**Required work**
Extract, exactly as written, all lines of the material below from the line that includes "Objective — for every instance of the cucumber flesh" through its last line.

** begin Given records **

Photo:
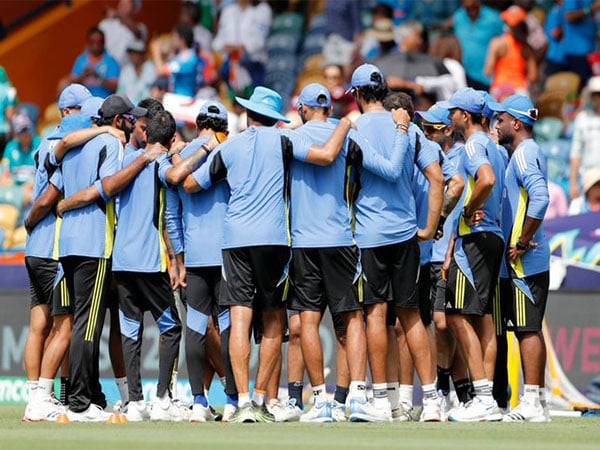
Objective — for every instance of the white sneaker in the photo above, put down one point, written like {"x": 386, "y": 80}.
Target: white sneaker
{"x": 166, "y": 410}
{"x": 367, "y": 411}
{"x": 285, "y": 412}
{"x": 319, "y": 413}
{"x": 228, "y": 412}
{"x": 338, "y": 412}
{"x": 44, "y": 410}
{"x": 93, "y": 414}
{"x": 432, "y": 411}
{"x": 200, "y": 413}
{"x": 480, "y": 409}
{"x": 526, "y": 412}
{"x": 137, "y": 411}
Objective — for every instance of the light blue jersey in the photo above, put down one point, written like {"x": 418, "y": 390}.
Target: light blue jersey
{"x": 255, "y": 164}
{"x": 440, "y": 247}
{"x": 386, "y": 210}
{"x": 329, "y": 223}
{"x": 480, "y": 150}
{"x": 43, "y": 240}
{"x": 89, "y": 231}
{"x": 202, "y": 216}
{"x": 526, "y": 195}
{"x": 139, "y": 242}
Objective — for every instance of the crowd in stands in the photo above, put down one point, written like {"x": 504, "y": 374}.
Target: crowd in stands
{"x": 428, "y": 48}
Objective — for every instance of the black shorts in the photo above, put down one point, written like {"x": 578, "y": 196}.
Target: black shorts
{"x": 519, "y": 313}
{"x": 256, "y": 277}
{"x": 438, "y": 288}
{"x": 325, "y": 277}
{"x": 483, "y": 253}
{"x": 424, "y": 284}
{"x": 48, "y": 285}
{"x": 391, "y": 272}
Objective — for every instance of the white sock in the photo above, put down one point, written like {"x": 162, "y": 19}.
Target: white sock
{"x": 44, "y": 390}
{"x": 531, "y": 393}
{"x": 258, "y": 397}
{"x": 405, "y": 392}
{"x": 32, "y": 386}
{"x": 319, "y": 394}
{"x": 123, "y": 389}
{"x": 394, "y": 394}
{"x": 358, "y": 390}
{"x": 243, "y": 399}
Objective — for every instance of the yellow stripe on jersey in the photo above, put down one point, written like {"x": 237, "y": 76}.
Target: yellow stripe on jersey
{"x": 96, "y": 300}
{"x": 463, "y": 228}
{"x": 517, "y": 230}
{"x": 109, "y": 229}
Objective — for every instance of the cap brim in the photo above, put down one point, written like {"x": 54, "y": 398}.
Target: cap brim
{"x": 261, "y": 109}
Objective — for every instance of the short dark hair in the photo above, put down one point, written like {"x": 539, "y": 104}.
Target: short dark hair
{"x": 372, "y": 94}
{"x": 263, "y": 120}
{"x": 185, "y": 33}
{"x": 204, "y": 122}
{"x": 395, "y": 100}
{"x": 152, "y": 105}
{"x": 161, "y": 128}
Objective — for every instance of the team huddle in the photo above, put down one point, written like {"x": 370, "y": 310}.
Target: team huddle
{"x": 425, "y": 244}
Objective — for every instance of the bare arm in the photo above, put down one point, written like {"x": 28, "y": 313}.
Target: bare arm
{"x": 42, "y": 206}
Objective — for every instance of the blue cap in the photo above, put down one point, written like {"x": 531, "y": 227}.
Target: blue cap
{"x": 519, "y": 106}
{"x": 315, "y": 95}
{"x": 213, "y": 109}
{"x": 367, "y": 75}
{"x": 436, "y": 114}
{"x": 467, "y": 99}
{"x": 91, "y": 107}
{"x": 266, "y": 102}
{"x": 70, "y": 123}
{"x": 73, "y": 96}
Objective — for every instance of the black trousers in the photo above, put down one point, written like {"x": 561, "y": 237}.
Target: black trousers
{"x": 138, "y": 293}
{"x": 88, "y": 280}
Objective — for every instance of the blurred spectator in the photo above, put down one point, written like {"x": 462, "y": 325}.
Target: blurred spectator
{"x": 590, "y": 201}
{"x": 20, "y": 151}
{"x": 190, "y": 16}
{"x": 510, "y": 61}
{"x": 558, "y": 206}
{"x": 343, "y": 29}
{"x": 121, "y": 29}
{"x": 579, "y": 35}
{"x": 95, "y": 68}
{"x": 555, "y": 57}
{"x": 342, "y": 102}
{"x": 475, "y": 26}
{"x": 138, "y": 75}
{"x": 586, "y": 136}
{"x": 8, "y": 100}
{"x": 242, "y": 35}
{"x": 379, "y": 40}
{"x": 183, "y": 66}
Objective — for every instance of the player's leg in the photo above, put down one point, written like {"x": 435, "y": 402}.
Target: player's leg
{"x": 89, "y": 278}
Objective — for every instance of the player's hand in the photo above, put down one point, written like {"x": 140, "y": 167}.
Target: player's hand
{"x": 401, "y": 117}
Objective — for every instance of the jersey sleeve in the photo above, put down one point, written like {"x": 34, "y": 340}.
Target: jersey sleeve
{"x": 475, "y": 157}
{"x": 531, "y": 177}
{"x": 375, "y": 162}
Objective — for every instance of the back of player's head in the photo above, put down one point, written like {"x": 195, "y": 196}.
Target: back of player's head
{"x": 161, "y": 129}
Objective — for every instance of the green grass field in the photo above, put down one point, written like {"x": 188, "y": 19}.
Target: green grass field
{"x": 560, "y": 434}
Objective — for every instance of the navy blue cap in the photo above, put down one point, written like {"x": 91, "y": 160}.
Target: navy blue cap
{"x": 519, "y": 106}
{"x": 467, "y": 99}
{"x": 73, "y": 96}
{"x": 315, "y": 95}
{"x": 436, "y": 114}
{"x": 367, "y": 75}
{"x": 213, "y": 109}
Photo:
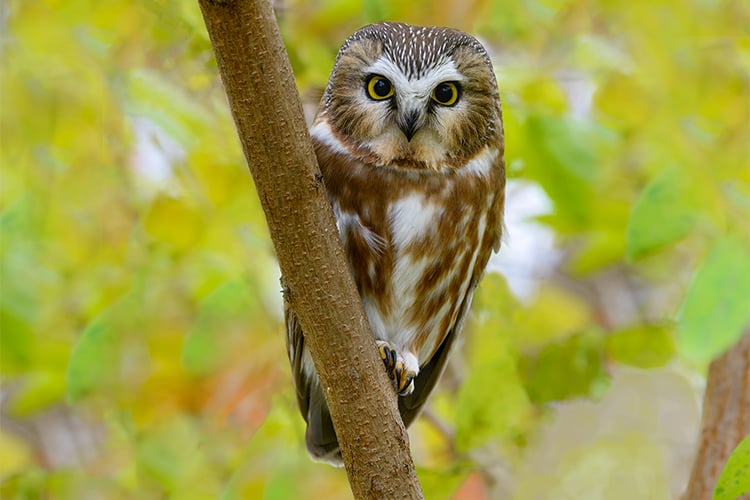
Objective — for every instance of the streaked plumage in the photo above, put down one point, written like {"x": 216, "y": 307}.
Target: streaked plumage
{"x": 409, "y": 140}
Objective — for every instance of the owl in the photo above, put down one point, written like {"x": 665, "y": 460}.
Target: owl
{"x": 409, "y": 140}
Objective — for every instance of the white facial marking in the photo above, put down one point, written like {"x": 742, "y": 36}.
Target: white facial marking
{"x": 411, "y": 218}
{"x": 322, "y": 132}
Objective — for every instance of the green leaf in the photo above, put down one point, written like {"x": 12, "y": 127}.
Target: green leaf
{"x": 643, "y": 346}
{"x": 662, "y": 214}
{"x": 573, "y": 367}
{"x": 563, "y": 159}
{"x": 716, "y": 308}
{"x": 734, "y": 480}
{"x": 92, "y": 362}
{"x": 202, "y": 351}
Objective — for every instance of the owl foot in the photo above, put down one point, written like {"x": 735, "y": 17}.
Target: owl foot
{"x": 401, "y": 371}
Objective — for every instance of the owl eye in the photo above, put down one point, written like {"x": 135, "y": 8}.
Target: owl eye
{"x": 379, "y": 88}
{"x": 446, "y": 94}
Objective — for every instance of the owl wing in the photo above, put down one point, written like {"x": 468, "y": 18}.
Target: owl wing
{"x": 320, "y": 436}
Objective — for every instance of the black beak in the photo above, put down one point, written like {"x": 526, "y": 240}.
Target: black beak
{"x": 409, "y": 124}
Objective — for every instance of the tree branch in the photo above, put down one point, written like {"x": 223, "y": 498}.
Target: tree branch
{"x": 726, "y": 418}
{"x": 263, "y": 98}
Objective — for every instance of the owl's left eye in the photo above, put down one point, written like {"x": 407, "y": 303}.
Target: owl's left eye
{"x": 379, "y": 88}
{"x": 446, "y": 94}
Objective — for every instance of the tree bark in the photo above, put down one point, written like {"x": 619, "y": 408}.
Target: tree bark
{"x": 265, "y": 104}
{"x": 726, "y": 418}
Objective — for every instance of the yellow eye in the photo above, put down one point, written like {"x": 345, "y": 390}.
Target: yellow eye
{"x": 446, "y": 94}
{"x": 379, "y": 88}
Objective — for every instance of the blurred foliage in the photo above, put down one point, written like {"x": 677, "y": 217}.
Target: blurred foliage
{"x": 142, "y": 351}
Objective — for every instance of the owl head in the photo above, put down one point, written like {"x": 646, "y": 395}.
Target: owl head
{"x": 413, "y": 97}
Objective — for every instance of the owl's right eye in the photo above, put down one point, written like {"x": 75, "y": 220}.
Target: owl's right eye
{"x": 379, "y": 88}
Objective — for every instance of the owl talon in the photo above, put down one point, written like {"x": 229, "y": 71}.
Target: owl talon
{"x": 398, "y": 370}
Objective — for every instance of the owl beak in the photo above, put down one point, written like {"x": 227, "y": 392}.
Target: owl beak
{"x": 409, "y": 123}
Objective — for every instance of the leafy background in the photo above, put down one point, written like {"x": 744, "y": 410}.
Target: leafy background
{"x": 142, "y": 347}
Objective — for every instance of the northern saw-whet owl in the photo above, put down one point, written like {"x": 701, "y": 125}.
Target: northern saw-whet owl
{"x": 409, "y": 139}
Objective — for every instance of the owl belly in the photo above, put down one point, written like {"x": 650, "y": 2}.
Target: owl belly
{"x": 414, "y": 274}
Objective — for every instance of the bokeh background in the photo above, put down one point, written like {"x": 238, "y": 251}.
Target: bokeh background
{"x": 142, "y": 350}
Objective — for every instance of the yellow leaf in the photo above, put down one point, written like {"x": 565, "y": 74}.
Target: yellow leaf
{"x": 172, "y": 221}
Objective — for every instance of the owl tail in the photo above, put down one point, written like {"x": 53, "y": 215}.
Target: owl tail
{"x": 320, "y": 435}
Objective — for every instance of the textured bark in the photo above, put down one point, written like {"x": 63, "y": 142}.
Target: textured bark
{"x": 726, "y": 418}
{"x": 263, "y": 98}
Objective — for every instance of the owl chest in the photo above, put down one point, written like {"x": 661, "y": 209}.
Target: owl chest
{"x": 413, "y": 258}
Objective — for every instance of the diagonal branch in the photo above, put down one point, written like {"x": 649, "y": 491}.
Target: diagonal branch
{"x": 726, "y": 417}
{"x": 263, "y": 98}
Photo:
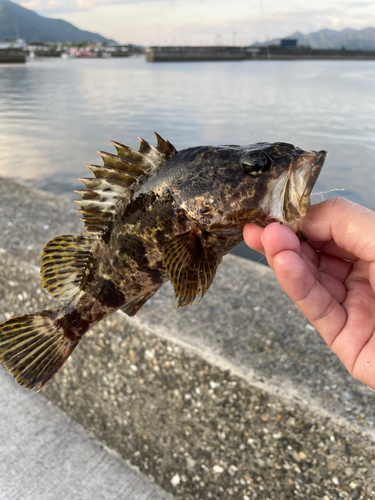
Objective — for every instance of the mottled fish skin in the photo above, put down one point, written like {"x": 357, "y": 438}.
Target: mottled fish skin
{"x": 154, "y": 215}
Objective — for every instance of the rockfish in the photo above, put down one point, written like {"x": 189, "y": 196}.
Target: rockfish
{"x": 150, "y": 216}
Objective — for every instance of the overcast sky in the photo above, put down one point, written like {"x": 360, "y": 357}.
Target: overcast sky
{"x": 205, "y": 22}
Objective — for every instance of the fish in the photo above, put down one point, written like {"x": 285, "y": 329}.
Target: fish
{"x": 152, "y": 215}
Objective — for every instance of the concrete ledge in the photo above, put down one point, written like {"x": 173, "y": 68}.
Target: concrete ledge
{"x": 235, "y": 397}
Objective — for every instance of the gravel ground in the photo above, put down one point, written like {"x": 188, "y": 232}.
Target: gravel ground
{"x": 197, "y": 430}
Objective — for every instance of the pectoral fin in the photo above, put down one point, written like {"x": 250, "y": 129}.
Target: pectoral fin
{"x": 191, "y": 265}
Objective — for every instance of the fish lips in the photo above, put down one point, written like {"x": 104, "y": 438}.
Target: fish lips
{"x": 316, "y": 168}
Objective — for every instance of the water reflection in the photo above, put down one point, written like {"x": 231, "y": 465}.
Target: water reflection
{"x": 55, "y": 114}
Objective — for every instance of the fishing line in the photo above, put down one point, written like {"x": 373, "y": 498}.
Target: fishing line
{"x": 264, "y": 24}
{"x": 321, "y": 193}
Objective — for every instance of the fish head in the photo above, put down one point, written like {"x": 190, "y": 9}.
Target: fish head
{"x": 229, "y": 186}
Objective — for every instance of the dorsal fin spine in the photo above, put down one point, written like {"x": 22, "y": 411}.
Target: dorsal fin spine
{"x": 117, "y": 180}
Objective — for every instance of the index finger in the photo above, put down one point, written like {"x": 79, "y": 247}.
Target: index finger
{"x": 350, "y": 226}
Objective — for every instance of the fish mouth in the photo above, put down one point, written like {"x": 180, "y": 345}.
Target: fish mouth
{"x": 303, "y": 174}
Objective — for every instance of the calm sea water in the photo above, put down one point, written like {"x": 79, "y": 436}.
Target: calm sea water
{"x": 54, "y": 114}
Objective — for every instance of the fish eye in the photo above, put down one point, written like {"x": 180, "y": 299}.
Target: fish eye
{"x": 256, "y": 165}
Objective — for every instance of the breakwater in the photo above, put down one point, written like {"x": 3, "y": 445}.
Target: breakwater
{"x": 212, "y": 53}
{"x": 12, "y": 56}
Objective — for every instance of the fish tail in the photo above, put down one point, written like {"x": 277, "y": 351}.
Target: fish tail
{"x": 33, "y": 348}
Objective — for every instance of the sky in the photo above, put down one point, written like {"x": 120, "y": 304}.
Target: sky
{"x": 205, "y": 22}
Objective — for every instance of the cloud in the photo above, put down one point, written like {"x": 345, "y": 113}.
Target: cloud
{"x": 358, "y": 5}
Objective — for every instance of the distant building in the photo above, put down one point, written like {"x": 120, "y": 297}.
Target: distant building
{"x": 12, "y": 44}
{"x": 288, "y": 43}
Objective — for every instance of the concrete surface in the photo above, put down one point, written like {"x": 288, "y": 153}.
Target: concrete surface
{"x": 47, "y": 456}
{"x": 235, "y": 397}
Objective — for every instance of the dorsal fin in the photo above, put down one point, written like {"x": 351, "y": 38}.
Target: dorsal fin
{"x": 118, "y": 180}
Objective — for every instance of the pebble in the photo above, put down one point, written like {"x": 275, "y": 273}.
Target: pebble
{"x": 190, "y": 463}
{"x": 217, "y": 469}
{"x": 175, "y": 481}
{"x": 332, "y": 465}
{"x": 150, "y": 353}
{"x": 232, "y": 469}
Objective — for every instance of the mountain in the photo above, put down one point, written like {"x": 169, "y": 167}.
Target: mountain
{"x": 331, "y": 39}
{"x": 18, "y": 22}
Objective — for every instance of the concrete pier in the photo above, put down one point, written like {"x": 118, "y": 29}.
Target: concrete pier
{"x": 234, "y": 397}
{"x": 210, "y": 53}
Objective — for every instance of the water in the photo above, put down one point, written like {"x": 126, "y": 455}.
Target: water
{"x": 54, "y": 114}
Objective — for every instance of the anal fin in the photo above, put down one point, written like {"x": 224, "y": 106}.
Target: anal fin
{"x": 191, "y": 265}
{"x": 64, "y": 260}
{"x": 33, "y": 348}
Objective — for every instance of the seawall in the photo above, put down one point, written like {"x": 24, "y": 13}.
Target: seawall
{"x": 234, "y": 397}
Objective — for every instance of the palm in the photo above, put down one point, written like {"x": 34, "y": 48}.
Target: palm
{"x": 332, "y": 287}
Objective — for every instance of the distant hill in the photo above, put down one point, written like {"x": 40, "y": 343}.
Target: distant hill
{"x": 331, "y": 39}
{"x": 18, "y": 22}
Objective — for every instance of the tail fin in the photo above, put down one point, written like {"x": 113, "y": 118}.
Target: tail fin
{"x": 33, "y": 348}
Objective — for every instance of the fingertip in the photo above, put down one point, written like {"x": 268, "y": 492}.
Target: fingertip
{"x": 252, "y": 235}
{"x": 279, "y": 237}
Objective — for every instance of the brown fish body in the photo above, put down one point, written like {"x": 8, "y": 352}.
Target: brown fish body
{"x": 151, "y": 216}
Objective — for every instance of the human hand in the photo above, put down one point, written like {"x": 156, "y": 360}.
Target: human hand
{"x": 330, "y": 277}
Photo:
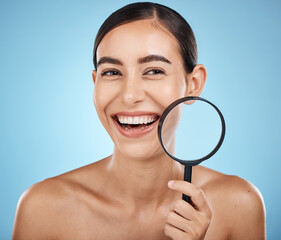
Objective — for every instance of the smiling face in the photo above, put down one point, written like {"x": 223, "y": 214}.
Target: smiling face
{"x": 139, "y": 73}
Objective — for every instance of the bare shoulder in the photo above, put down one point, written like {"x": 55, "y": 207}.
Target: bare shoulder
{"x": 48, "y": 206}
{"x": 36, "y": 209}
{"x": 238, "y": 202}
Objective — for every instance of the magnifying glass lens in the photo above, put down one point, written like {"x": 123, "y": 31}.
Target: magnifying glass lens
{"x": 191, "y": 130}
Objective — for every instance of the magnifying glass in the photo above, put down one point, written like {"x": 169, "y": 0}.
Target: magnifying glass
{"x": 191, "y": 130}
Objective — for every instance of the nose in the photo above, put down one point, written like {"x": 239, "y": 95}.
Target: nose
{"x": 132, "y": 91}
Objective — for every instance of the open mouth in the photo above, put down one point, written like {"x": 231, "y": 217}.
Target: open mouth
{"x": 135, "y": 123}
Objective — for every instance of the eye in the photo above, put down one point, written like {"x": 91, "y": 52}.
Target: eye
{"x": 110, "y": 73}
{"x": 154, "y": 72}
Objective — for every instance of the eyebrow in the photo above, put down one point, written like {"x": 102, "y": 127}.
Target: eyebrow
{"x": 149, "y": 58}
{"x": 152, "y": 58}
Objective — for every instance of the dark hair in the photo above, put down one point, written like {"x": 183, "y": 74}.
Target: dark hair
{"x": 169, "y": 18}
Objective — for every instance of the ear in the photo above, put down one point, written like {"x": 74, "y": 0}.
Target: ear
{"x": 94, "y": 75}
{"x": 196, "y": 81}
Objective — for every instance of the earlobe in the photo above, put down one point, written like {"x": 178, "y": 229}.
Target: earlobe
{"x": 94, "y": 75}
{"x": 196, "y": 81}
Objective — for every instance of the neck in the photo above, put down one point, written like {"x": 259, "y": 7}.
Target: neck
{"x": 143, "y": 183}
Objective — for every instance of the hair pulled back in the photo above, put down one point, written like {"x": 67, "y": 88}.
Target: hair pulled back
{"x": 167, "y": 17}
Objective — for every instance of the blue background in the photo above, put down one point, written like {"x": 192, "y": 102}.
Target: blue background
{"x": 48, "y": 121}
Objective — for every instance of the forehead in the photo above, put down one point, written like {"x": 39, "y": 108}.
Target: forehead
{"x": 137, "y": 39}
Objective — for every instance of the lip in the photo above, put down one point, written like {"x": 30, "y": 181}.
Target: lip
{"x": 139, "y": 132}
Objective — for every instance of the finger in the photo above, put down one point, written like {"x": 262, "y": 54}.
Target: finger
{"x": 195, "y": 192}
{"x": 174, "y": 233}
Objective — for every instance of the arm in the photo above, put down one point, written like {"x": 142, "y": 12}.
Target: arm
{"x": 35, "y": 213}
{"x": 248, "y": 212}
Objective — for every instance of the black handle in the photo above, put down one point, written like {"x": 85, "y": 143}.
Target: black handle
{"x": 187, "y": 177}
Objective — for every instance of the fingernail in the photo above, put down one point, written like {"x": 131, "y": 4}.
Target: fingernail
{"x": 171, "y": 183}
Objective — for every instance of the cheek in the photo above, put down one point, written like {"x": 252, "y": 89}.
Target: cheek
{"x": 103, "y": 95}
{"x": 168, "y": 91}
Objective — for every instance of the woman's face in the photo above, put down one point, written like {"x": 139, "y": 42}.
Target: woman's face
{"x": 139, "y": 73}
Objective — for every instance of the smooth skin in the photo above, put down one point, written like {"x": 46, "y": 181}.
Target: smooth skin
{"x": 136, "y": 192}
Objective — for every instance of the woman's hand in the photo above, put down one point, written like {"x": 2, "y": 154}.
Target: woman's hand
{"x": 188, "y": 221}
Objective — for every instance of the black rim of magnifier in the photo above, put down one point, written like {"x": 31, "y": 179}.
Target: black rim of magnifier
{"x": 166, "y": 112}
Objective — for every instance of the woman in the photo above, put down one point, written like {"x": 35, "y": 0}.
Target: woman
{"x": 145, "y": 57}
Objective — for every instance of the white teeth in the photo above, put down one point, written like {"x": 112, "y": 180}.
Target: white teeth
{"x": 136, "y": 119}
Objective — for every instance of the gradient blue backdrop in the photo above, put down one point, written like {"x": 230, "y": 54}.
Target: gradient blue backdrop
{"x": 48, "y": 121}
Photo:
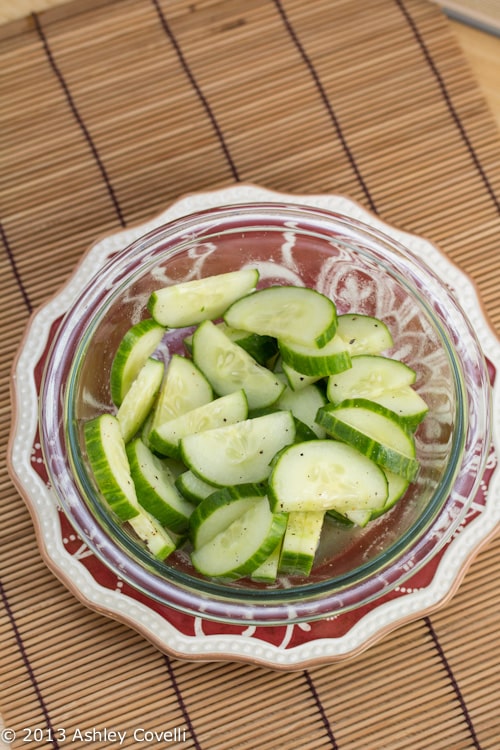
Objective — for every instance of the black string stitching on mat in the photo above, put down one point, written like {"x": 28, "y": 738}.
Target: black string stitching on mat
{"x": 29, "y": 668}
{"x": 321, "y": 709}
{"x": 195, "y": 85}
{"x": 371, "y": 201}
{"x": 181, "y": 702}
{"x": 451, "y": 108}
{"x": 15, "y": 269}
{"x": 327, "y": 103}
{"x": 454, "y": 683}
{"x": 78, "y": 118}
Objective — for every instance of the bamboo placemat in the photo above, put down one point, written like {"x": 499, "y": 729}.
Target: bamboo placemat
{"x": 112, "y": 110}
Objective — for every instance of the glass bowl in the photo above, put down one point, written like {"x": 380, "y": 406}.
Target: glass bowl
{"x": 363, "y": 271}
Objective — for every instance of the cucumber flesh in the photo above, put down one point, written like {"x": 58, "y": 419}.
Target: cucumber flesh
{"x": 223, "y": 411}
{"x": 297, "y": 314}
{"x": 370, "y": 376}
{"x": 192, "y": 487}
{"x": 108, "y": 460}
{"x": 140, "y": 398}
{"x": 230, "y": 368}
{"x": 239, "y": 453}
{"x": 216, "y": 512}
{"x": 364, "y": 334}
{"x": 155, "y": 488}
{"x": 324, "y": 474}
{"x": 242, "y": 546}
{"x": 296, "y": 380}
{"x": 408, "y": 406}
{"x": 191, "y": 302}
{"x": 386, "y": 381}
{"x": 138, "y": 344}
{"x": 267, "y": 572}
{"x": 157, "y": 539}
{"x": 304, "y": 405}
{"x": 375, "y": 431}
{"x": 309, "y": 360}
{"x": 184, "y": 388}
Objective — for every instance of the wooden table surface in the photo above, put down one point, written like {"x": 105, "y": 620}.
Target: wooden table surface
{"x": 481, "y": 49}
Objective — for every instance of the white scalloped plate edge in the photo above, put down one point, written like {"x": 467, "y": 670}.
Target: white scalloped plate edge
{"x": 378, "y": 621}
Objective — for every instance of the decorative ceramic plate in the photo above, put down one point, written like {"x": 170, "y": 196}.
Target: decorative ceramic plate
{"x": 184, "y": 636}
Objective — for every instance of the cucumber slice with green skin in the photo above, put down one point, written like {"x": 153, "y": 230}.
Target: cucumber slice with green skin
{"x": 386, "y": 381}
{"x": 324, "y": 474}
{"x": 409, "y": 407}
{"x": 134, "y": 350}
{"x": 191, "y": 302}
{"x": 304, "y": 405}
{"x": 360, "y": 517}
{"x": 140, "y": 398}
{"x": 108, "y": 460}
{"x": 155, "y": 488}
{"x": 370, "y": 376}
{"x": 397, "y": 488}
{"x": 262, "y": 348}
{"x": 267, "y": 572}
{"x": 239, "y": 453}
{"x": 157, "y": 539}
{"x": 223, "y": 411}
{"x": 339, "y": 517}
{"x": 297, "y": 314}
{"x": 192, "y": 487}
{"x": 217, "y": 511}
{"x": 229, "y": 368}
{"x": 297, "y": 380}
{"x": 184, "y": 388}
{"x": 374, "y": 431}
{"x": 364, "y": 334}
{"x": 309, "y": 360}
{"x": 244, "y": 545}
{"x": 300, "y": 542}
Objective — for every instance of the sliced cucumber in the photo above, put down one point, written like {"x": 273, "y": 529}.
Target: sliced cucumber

** end Given records **

**Completed task**
Objective — for every instance of the cucumber flesh in the photo above, put down one point, written like {"x": 58, "y": 419}.
Target: cucumber flesh
{"x": 223, "y": 411}
{"x": 297, "y": 314}
{"x": 370, "y": 376}
{"x": 192, "y": 487}
{"x": 108, "y": 460}
{"x": 140, "y": 398}
{"x": 230, "y": 368}
{"x": 239, "y": 453}
{"x": 216, "y": 512}
{"x": 364, "y": 334}
{"x": 155, "y": 488}
{"x": 324, "y": 474}
{"x": 242, "y": 546}
{"x": 296, "y": 380}
{"x": 408, "y": 406}
{"x": 191, "y": 302}
{"x": 386, "y": 381}
{"x": 138, "y": 344}
{"x": 267, "y": 572}
{"x": 157, "y": 539}
{"x": 304, "y": 405}
{"x": 375, "y": 431}
{"x": 309, "y": 360}
{"x": 184, "y": 388}
Objective — for every instance of the wooden table surface in the photo above, put down one point, written like {"x": 105, "y": 620}.
Target: wooden table surface
{"x": 481, "y": 49}
Objective — for every instance of the white scalloped plate edge in the photo above, put down one point, written like {"x": 467, "y": 670}.
Target: white scalloped plate edge
{"x": 378, "y": 621}
Objective — for every instance of the decorative ceramic plate in the photo above, put down one point, written like {"x": 170, "y": 196}.
Target: decorative ceramic plate
{"x": 184, "y": 636}
Objective — for every instance of the cucumber slice with green skin in the photo above, put down one point, written like {"x": 153, "y": 230}.
Target: cucumber slice with green skin
{"x": 386, "y": 381}
{"x": 324, "y": 474}
{"x": 409, "y": 407}
{"x": 134, "y": 350}
{"x": 191, "y": 302}
{"x": 304, "y": 405}
{"x": 360, "y": 517}
{"x": 140, "y": 398}
{"x": 108, "y": 460}
{"x": 155, "y": 488}
{"x": 370, "y": 376}
{"x": 397, "y": 488}
{"x": 262, "y": 348}
{"x": 267, "y": 572}
{"x": 239, "y": 453}
{"x": 157, "y": 539}
{"x": 223, "y": 411}
{"x": 339, "y": 517}
{"x": 297, "y": 314}
{"x": 192, "y": 487}
{"x": 217, "y": 511}
{"x": 229, "y": 368}
{"x": 297, "y": 380}
{"x": 184, "y": 388}
{"x": 374, "y": 431}
{"x": 364, "y": 334}
{"x": 309, "y": 360}
{"x": 244, "y": 545}
{"x": 300, "y": 542}
Objective — for every instance of the sliced cucumber in the photo above, put down one point, written like {"x": 273, "y": 529}.
Target: sliced cucumber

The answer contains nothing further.